# Objective:
Rewrite the material below with "exposed soil" changed to "bare earth" and every other part left as it is.

# Data supplied:
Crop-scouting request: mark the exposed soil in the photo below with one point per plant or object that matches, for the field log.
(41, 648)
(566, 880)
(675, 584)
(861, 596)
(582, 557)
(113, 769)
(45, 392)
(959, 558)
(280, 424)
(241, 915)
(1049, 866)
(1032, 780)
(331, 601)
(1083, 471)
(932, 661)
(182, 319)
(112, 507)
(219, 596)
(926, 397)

# Full response:
Crop-scouting request: mark the bare earth in the photo below with one point per plant or object that matches, for the field log.
(41, 648)
(566, 880)
(675, 584)
(861, 596)
(582, 557)
(113, 769)
(45, 392)
(959, 558)
(280, 424)
(241, 915)
(1049, 866)
(1032, 780)
(331, 601)
(1083, 471)
(932, 661)
(182, 319)
(112, 507)
(219, 596)
(926, 397)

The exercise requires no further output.